A block of data:
## BEGIN
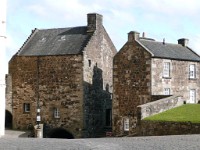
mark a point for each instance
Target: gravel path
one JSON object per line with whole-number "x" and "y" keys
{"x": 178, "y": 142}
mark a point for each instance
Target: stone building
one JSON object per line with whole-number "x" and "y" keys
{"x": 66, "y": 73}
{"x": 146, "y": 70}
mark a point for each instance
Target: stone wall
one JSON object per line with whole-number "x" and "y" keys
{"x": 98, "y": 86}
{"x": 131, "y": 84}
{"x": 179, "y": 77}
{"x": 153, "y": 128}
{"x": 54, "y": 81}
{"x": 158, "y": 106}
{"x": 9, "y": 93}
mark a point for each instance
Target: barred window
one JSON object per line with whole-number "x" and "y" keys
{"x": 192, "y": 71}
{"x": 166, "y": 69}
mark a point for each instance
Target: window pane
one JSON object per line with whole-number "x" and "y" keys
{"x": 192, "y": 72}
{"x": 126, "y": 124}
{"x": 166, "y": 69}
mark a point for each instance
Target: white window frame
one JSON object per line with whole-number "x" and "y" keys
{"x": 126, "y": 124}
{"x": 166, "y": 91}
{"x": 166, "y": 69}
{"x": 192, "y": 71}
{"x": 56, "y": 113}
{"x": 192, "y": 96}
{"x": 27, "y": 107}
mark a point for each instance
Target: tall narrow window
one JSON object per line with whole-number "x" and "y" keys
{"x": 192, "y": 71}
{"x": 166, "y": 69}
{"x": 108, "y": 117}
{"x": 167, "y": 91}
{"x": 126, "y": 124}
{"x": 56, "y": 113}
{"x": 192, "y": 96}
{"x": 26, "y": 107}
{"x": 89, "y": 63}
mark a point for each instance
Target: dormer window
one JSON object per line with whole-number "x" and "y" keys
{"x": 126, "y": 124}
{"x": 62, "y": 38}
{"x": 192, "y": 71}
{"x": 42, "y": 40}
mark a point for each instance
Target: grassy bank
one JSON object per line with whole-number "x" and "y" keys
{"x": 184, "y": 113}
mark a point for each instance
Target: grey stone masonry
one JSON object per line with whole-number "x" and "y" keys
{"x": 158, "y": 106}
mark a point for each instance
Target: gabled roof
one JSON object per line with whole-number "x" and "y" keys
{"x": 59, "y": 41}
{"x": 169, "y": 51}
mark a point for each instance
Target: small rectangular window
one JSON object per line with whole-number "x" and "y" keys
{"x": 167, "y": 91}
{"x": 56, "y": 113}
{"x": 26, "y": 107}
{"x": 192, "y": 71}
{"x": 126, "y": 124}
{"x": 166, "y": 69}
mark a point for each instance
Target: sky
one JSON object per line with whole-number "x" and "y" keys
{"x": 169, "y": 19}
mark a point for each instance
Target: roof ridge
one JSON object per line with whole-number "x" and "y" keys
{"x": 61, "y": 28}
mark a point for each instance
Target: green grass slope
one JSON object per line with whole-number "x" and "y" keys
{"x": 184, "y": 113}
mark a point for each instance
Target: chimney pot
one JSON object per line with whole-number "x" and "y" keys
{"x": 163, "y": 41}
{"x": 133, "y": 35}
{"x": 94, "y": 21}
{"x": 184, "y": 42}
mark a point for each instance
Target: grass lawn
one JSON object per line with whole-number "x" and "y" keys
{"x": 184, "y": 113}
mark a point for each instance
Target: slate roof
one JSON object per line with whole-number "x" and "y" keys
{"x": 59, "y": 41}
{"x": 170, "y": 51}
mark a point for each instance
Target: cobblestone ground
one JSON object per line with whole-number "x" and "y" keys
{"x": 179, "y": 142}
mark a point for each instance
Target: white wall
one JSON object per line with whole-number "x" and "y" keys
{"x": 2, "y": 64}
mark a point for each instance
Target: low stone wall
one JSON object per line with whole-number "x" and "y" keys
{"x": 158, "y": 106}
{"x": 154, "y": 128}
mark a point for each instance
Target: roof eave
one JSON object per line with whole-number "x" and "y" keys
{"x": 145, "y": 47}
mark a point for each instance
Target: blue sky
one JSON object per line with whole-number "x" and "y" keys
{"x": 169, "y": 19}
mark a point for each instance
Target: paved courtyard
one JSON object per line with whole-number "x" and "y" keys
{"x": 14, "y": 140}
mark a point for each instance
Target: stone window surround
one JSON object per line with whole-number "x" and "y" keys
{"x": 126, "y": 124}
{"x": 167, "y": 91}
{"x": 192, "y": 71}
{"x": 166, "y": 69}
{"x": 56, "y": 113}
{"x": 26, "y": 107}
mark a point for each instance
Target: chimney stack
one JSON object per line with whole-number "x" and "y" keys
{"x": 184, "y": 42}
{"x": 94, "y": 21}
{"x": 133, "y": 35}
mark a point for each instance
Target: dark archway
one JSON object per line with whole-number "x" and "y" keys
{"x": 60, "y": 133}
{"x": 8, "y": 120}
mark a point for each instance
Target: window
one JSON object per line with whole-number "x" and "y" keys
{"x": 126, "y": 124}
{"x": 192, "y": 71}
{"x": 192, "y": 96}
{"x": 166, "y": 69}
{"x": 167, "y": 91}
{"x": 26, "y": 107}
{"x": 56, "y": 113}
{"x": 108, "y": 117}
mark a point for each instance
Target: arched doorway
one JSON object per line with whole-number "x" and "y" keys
## END
## BEGIN
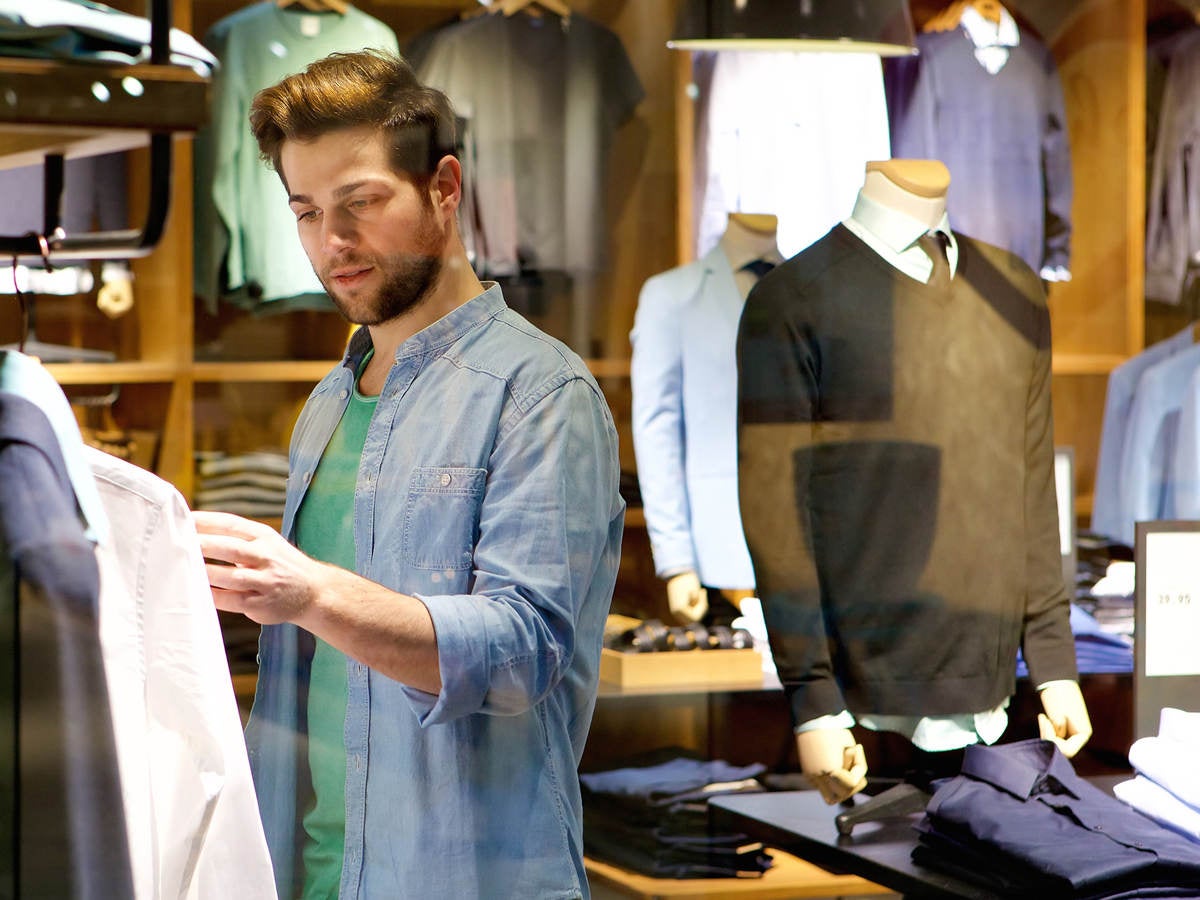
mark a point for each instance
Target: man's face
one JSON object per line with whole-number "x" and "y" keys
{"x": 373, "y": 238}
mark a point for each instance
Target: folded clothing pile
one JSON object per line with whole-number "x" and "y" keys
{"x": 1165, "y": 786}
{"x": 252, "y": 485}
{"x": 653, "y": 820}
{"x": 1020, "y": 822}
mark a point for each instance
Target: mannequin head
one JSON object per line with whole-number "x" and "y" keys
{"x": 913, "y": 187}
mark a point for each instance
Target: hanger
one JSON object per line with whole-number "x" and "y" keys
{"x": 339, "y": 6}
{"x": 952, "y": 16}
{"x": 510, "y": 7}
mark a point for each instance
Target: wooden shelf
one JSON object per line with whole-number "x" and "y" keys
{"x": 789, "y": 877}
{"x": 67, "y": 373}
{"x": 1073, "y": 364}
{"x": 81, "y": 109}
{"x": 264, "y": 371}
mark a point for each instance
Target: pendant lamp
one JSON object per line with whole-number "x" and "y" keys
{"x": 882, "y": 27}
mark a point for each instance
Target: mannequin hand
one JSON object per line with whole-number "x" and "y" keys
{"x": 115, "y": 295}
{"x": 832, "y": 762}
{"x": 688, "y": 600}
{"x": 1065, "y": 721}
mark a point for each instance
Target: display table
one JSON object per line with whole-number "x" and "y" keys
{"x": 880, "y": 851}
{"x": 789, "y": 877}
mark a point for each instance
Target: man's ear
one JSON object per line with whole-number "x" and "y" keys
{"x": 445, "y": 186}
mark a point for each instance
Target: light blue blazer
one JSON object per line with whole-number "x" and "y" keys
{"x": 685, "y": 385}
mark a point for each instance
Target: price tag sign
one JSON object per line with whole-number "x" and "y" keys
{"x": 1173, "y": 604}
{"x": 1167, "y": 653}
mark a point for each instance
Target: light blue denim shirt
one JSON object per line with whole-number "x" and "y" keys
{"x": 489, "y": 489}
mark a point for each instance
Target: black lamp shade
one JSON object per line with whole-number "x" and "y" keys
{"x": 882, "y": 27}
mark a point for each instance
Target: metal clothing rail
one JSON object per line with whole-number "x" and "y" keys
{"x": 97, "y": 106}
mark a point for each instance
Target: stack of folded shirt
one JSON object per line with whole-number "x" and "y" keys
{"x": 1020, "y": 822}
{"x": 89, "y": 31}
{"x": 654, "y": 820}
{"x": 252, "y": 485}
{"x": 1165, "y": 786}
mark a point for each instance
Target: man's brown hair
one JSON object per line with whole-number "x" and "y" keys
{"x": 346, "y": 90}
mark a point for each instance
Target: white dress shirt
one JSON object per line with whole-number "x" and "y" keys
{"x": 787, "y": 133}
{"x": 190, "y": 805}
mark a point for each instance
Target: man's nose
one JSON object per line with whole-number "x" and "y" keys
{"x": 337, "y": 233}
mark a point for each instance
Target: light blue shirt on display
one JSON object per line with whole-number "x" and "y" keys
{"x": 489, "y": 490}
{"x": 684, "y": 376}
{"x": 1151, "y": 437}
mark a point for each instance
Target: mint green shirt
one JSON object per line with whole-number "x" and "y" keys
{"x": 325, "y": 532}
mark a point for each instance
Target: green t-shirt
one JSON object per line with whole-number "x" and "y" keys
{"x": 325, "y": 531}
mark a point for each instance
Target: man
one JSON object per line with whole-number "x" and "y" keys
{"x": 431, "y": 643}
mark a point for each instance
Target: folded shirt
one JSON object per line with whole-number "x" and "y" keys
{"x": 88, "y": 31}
## END
## BEGIN
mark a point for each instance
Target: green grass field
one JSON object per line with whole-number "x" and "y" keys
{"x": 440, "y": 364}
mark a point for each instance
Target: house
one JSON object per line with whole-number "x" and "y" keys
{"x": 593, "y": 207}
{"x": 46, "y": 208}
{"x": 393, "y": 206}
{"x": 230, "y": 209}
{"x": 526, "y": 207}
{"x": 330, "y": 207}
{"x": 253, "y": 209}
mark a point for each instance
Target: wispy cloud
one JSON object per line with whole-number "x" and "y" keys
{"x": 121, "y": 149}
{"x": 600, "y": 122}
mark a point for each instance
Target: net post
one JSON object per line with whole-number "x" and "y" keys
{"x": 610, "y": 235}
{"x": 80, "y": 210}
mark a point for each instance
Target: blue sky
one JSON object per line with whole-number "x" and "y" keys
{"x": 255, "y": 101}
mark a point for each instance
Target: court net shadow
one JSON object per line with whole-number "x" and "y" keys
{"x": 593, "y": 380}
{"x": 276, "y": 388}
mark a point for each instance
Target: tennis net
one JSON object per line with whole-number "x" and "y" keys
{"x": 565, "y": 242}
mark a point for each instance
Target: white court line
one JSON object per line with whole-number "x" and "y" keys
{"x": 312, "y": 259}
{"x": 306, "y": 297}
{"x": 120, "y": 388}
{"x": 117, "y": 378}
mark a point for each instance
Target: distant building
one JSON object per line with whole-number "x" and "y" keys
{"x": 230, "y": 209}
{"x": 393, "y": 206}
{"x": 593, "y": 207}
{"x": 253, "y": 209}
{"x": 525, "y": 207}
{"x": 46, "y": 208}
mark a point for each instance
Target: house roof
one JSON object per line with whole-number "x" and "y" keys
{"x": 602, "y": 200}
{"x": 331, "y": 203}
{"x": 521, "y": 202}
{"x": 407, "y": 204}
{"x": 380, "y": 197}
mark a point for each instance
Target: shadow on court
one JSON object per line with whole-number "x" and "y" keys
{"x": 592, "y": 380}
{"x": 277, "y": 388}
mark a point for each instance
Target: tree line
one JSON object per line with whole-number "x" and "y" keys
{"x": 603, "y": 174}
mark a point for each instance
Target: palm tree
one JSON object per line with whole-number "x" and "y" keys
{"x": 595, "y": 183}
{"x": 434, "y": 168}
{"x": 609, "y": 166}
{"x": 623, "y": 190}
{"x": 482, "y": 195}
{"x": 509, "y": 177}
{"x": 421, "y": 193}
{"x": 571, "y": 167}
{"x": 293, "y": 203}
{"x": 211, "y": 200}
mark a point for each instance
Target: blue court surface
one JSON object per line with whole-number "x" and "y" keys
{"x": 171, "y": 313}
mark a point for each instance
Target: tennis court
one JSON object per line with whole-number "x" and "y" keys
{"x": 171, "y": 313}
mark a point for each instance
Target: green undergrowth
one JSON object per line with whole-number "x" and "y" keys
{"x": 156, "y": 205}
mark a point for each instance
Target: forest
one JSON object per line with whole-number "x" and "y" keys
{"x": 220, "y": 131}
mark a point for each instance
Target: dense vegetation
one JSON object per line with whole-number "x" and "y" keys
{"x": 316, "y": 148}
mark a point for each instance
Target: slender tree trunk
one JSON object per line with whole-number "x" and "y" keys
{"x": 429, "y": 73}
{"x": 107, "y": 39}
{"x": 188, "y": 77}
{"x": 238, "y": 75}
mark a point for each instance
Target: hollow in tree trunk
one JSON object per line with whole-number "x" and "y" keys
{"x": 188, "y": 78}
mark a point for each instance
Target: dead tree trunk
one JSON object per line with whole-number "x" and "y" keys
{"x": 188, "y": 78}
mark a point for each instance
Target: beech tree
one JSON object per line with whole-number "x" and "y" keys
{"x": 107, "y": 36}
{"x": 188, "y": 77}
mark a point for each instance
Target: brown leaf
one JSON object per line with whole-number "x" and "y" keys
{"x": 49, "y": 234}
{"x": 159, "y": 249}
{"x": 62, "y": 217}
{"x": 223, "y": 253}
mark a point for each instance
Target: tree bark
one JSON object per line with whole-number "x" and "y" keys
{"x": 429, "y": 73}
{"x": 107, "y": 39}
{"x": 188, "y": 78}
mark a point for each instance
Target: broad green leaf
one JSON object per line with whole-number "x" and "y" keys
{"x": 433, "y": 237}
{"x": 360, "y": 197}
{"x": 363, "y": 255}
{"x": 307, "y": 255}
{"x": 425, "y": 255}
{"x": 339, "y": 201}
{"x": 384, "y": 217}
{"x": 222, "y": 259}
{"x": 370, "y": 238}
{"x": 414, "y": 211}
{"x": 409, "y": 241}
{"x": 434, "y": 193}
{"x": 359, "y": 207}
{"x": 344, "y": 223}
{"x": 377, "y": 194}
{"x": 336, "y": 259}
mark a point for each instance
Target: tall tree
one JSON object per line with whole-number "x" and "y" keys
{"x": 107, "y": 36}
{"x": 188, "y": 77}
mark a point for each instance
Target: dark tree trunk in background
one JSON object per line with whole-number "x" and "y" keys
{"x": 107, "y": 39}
## END
Report how many lines in the data above contain the string "mannequin", treating uppercase and lowercase letters as different. Give only the number.

2